正文 —
之前有过朋友问我Flask、Express这些框架是如何在函数中运行,他是怎么样的一个机制?还有人问我如何做一个Component?看了一下腾讯云Serverless架构现在支持的框架:
我发现虽然支持了很多,但是我比较钟爱的Django貌似没有,正好想到了部分人的疑惑,所以在这里,我就简单的和大家说一下,我如何做一个Django的Component。
分析已有Component(Flask为例)
首先第一步,我们要知道其他的框架是怎么运行的,例如Flask等,我们先通过腾讯云的Flask-Component,按照他的说明部署一下:
非常简单轻松愉快的部署上线,然后在函数的控制台,我们把部署好的下载下来,研究一下:
下载解压之后,我们可以看这样一个目录结构:
蓝色框起来的,是依赖包,黄色的app.py是我们的自己写的代码,那么红色圈起来的是什么?这两个文件从哪里出来的?
api_server.py文件内容:
import app # Replace with your actual application
import severless_wsgi
# If you need to send additional content types as text, add then directly
# to the whitelist:
#
# serverless_wsgi.TEXT_MIME_TYPES.append("application/custom+json")
def handler(event, context):
return severless_wsgi.handle_request(app.app, event, context)
可以看到,这里面是将我们创建的app.py文件引入,并且拿到了app这个对象,并且将event和context同时传递给severless_wsgi.py中的handle_reques方法中,那么问题来了,这个方法是什么?
这个方法内容好多......看着有点眼晕,但是,我们可以直接发现这一段代码:
这一段是什么呢?这一段实际上就是将我们拿到的参数(event和context)进行转换,转换之后统一environ中,然后接下来通过werkzeug这个依赖,将这个内容变成request对象,并且与我们刚才说的app对象一起调用from_app方法。获得到反馈:
并且按照API网关的响应集成的格式,将结果返回。
此时此刻,各位看官可能有点想法了,貌似有一丢丢灵感出现了,那么我们不妨看一下Flask/Django这些框架的实现原理:
通过这个简版的原理图,和我刚才说的内容,我们可以想到,实际上正常用的时候要通过web_server,进入到下一个环节,而我们云函数更多是一个函数,本不需要启动web server,所以我们就可以直接调用wsgi_app这个方法,其中这里的environ就是我们刚才的通过对event/context等进行处理后的对象,start_response可以认为是我们的一种特殊的数据结构,例如我们的response结构形态等。所以,如果我们自己想要实现这个过程,不使用腾讯云flask-component,可以这样做:
import sys
try:
from urllib import urlencode
except ImportError:
from urllib.parse import urlencode
from flask import Flask
try:
from cStringIO import StringIO
except ImportError:
try:
from StringIO import StringIO
except ImportError:
from io import StringIO
from werkzeug.wrappers import BaseRequest
__version__ = '0.0.4'
def make_environ(event):
environ = {}
for hdr_name, hdr_value in event['headers'].items():
hdr_name = hdr_name.replace('-', '_').upper()

任务指令 1 — 从记录中收集所有包含字符串“shorts”的行,逐行照原样抄出。大小写必须一致。

存储数据:
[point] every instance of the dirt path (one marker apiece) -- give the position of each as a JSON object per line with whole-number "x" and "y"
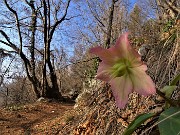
{"x": 35, "y": 119}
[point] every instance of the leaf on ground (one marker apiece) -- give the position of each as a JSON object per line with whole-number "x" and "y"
{"x": 170, "y": 122}
{"x": 137, "y": 122}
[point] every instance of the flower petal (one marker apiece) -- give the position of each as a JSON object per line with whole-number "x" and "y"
{"x": 102, "y": 73}
{"x": 125, "y": 50}
{"x": 142, "y": 83}
{"x": 121, "y": 87}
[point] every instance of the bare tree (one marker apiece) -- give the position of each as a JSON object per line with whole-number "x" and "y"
{"x": 38, "y": 17}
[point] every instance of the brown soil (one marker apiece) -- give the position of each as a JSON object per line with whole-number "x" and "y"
{"x": 41, "y": 118}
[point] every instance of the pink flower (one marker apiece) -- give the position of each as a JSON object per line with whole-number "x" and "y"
{"x": 122, "y": 67}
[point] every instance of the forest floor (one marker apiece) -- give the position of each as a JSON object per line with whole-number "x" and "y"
{"x": 40, "y": 118}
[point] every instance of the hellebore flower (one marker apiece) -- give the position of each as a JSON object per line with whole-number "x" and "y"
{"x": 123, "y": 69}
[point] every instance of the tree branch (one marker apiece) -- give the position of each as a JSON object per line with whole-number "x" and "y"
{"x": 17, "y": 23}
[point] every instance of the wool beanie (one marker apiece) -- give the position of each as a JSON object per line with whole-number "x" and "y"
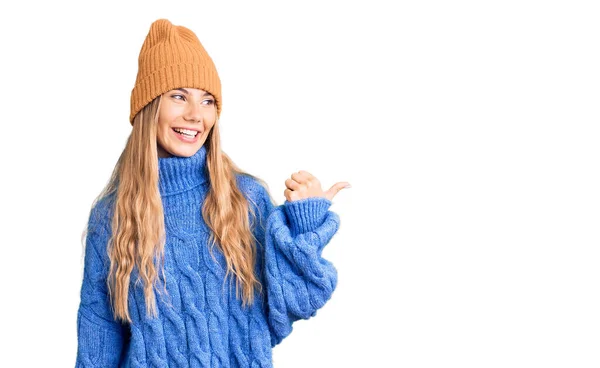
{"x": 172, "y": 57}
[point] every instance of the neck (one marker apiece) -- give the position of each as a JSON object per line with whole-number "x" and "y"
{"x": 179, "y": 174}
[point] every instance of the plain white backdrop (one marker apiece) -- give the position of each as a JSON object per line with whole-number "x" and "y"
{"x": 469, "y": 131}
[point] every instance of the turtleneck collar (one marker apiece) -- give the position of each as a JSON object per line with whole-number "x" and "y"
{"x": 179, "y": 174}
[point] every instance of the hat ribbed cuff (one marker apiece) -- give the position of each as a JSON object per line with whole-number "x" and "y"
{"x": 172, "y": 77}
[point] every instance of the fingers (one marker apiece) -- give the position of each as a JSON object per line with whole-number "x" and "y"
{"x": 335, "y": 189}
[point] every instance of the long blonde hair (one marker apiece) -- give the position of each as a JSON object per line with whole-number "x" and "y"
{"x": 138, "y": 230}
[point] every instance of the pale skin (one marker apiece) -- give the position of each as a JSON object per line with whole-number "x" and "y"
{"x": 196, "y": 111}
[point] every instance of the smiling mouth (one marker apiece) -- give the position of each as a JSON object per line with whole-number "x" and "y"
{"x": 186, "y": 132}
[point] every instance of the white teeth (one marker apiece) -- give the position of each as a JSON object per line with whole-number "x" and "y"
{"x": 191, "y": 133}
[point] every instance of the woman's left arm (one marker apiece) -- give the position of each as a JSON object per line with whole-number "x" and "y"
{"x": 298, "y": 280}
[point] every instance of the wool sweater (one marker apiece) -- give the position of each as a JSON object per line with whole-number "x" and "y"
{"x": 201, "y": 322}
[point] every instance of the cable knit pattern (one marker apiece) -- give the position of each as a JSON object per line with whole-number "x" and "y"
{"x": 200, "y": 322}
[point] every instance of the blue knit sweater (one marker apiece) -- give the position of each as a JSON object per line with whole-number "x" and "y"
{"x": 201, "y": 323}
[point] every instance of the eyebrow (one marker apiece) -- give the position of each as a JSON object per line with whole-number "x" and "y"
{"x": 187, "y": 93}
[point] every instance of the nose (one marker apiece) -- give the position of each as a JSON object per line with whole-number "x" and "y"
{"x": 193, "y": 112}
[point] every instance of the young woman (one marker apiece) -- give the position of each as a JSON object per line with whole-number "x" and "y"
{"x": 188, "y": 263}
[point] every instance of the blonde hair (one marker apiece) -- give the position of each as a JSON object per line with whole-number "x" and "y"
{"x": 138, "y": 230}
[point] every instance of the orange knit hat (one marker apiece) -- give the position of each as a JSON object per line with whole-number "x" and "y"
{"x": 172, "y": 57}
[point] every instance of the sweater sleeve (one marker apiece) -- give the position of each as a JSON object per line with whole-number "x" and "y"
{"x": 298, "y": 279}
{"x": 100, "y": 337}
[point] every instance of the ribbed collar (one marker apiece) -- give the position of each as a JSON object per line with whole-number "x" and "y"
{"x": 179, "y": 174}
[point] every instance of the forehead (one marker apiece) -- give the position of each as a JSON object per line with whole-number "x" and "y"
{"x": 193, "y": 91}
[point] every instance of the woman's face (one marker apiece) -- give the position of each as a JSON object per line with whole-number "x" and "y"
{"x": 185, "y": 118}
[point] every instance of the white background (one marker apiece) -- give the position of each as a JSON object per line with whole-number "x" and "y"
{"x": 469, "y": 131}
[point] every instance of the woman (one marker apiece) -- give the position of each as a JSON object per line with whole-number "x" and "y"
{"x": 187, "y": 261}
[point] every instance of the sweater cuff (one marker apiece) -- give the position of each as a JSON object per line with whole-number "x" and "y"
{"x": 306, "y": 214}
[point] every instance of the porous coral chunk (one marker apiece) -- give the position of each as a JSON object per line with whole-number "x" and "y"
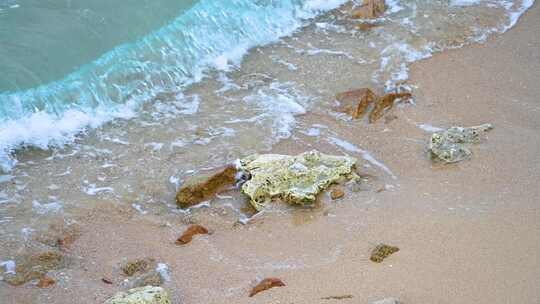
{"x": 293, "y": 179}
{"x": 451, "y": 145}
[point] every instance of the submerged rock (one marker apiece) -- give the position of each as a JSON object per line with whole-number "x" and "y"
{"x": 450, "y": 146}
{"x": 34, "y": 266}
{"x": 141, "y": 295}
{"x": 265, "y": 285}
{"x": 370, "y": 9}
{"x": 382, "y": 251}
{"x": 192, "y": 230}
{"x": 337, "y": 193}
{"x": 356, "y": 103}
{"x": 385, "y": 102}
{"x": 294, "y": 179}
{"x": 203, "y": 187}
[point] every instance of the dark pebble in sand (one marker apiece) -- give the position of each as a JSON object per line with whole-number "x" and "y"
{"x": 45, "y": 282}
{"x": 192, "y": 230}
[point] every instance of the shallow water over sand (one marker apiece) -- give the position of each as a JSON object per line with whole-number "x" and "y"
{"x": 136, "y": 164}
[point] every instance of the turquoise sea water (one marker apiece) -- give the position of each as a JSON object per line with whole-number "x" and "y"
{"x": 69, "y": 65}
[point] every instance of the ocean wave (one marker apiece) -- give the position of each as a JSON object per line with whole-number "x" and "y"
{"x": 211, "y": 34}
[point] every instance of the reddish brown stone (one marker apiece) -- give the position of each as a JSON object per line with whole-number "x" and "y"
{"x": 384, "y": 102}
{"x": 266, "y": 284}
{"x": 203, "y": 187}
{"x": 355, "y": 102}
{"x": 370, "y": 9}
{"x": 337, "y": 193}
{"x": 45, "y": 282}
{"x": 192, "y": 230}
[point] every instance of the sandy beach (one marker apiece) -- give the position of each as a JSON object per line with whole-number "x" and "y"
{"x": 468, "y": 232}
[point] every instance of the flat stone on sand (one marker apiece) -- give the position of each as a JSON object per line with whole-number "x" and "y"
{"x": 141, "y": 295}
{"x": 200, "y": 188}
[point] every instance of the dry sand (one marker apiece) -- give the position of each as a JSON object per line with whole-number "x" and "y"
{"x": 468, "y": 232}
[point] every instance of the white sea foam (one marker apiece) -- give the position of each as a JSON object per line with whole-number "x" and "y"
{"x": 9, "y": 266}
{"x": 91, "y": 189}
{"x": 279, "y": 104}
{"x": 46, "y": 208}
{"x": 220, "y": 50}
{"x": 429, "y": 128}
{"x": 464, "y": 2}
{"x": 347, "y": 146}
{"x": 164, "y": 272}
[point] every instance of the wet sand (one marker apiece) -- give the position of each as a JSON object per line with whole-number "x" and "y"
{"x": 468, "y": 232}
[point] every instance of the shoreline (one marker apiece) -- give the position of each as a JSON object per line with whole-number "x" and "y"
{"x": 468, "y": 232}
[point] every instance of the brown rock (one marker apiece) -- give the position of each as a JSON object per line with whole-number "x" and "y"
{"x": 382, "y": 251}
{"x": 266, "y": 284}
{"x": 203, "y": 187}
{"x": 342, "y": 297}
{"x": 337, "y": 193}
{"x": 370, "y": 9}
{"x": 34, "y": 266}
{"x": 45, "y": 282}
{"x": 137, "y": 266}
{"x": 355, "y": 102}
{"x": 388, "y": 119}
{"x": 365, "y": 26}
{"x": 384, "y": 102}
{"x": 192, "y": 230}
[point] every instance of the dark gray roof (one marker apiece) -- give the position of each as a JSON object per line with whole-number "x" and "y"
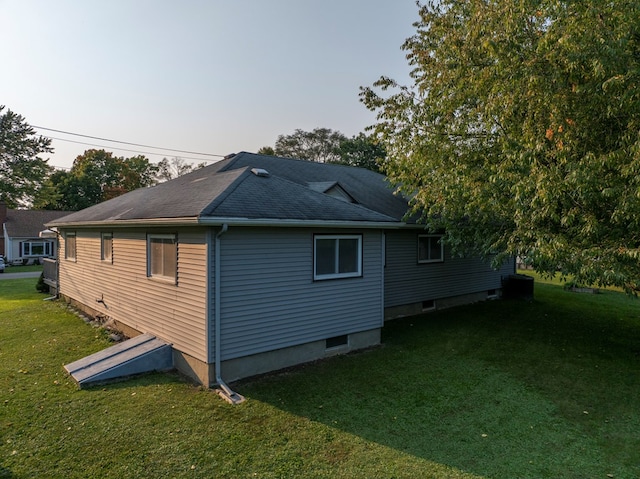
{"x": 29, "y": 223}
{"x": 229, "y": 189}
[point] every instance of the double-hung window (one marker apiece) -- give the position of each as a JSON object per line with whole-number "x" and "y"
{"x": 430, "y": 249}
{"x": 37, "y": 248}
{"x": 70, "y": 246}
{"x": 106, "y": 247}
{"x": 162, "y": 257}
{"x": 337, "y": 256}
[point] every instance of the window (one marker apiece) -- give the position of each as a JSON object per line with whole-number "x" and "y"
{"x": 70, "y": 246}
{"x": 337, "y": 256}
{"x": 337, "y": 341}
{"x": 162, "y": 257}
{"x": 106, "y": 247}
{"x": 37, "y": 248}
{"x": 430, "y": 249}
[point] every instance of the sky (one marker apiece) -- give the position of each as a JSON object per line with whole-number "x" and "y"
{"x": 207, "y": 76}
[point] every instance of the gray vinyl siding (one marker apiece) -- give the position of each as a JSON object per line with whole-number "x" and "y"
{"x": 407, "y": 281}
{"x": 269, "y": 299}
{"x": 174, "y": 312}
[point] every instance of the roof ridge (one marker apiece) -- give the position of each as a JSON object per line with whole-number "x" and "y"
{"x": 342, "y": 203}
{"x": 242, "y": 174}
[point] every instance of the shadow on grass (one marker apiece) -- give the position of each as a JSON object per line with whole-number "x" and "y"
{"x": 547, "y": 388}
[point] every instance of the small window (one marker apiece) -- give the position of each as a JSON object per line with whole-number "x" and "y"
{"x": 36, "y": 248}
{"x": 430, "y": 249}
{"x": 337, "y": 256}
{"x": 106, "y": 247}
{"x": 337, "y": 341}
{"x": 162, "y": 257}
{"x": 70, "y": 246}
{"x": 428, "y": 305}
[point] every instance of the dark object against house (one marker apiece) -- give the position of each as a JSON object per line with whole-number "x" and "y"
{"x": 518, "y": 286}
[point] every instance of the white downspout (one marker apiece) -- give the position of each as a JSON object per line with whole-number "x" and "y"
{"x": 225, "y": 391}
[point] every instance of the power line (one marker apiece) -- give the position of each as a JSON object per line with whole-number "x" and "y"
{"x": 125, "y": 149}
{"x": 126, "y": 142}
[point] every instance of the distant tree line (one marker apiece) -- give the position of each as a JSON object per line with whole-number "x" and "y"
{"x": 324, "y": 145}
{"x": 27, "y": 180}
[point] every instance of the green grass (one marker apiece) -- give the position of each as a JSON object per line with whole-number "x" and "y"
{"x": 502, "y": 389}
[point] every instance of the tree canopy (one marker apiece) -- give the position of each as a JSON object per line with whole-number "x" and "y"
{"x": 21, "y": 169}
{"x": 520, "y": 132}
{"x": 95, "y": 176}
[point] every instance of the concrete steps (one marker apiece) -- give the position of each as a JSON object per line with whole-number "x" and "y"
{"x": 141, "y": 354}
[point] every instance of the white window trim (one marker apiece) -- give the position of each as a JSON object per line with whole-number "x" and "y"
{"x": 353, "y": 274}
{"x": 103, "y": 258}
{"x": 66, "y": 249}
{"x": 438, "y": 260}
{"x": 157, "y": 277}
{"x": 47, "y": 247}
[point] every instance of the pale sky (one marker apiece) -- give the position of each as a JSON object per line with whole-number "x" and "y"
{"x": 207, "y": 76}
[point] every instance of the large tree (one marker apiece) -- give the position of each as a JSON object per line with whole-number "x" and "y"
{"x": 95, "y": 176}
{"x": 22, "y": 171}
{"x": 520, "y": 132}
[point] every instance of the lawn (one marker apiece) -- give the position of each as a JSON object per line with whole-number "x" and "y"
{"x": 502, "y": 389}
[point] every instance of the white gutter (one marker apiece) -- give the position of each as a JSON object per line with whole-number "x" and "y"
{"x": 225, "y": 391}
{"x": 237, "y": 221}
{"x": 213, "y": 221}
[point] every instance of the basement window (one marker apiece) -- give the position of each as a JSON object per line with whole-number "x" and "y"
{"x": 428, "y": 305}
{"x": 162, "y": 257}
{"x": 337, "y": 341}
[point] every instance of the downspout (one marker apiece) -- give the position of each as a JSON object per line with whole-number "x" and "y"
{"x": 225, "y": 391}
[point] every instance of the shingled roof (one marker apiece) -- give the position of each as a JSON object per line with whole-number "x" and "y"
{"x": 261, "y": 188}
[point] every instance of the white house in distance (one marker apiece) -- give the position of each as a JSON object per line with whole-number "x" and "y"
{"x": 21, "y": 240}
{"x": 257, "y": 263}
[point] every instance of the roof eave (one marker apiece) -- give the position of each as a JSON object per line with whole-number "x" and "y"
{"x": 293, "y": 223}
{"x": 130, "y": 223}
{"x": 233, "y": 221}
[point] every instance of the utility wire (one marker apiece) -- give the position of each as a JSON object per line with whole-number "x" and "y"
{"x": 126, "y": 142}
{"x": 125, "y": 149}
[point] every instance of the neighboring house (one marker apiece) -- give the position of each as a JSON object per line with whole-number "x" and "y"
{"x": 256, "y": 263}
{"x": 21, "y": 240}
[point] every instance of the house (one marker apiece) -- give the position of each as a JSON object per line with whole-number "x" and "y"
{"x": 257, "y": 263}
{"x": 21, "y": 240}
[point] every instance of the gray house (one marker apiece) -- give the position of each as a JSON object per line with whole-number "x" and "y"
{"x": 256, "y": 263}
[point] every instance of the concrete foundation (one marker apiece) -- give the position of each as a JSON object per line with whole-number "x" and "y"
{"x": 247, "y": 366}
{"x": 414, "y": 309}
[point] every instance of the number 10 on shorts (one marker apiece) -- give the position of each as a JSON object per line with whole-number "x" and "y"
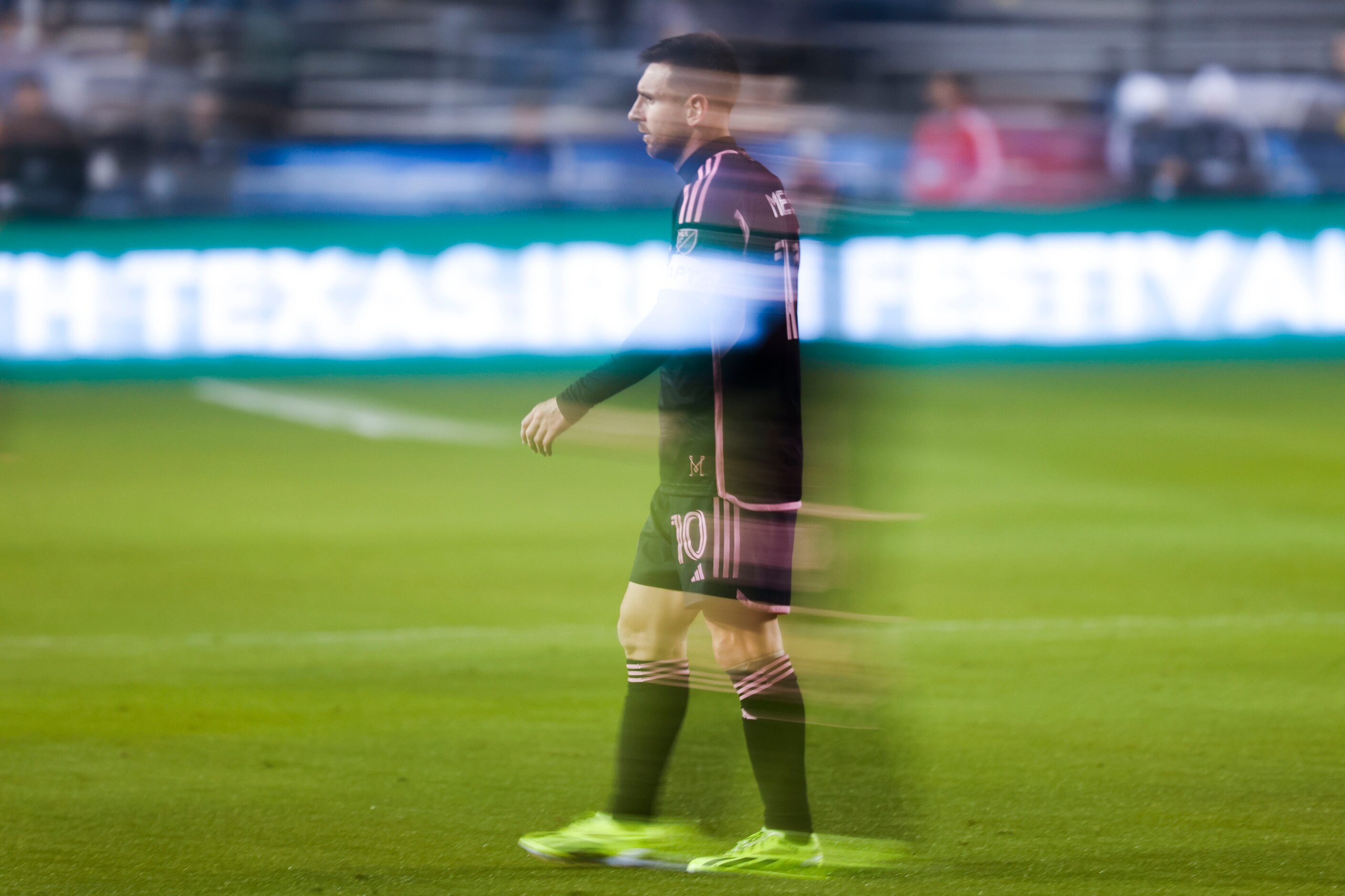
{"x": 692, "y": 534}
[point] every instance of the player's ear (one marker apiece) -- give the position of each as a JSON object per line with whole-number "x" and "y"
{"x": 696, "y": 108}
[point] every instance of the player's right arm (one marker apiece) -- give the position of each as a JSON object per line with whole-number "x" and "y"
{"x": 643, "y": 353}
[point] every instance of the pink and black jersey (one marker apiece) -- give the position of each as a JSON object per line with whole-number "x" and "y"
{"x": 725, "y": 335}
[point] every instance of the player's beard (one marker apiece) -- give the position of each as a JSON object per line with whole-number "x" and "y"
{"x": 666, "y": 148}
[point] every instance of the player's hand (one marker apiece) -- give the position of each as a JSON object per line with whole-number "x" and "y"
{"x": 543, "y": 426}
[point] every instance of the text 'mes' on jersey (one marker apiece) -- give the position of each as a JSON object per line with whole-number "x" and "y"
{"x": 725, "y": 334}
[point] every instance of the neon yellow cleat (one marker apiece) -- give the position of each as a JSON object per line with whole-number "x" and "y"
{"x": 603, "y": 840}
{"x": 767, "y": 852}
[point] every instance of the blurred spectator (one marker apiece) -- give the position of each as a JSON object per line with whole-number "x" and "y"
{"x": 1144, "y": 146}
{"x": 194, "y": 163}
{"x": 956, "y": 154}
{"x": 1223, "y": 156}
{"x": 811, "y": 191}
{"x": 32, "y": 120}
{"x": 43, "y": 165}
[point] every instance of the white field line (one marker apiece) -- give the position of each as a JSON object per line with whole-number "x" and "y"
{"x": 343, "y": 415}
{"x": 560, "y": 634}
{"x": 600, "y": 427}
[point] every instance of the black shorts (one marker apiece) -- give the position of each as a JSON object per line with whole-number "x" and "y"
{"x": 706, "y": 545}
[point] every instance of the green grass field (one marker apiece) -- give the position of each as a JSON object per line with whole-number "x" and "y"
{"x": 244, "y": 656}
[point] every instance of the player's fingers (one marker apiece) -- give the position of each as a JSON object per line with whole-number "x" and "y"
{"x": 532, "y": 432}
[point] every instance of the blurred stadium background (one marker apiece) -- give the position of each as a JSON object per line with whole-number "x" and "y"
{"x": 283, "y": 607}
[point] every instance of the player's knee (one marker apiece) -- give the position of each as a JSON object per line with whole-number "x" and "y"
{"x": 736, "y": 647}
{"x": 643, "y": 641}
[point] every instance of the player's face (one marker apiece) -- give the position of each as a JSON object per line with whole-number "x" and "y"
{"x": 661, "y": 114}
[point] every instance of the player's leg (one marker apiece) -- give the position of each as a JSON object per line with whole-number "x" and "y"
{"x": 748, "y": 646}
{"x": 653, "y": 630}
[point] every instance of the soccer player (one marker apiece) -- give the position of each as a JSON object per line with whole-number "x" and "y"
{"x": 720, "y": 537}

任务指令 2 —
根据正文回答以下问题:
(a) 作者钟爱、但腾讯云Serverless架构貌似还不支持的是哪个框架?
(b) 参数转换后,借助哪个依赖把内容变成request对象?
(c) 作者自己实现的代码中,__version__ 被赋了什么值?

正确答案 1 —
[point] every instance of the number 10 on shorts (one marker apiece) -- give the position of each as a JSON object per line with whole-number "x" and "y"
[point] every instance of the black shorts (one marker apiece) -- give the position of each as a JSON object per line with whole-number "x" and "y"

正确答案 2 —
(a) Django
(b) werkzeug
(c) '0.0.4'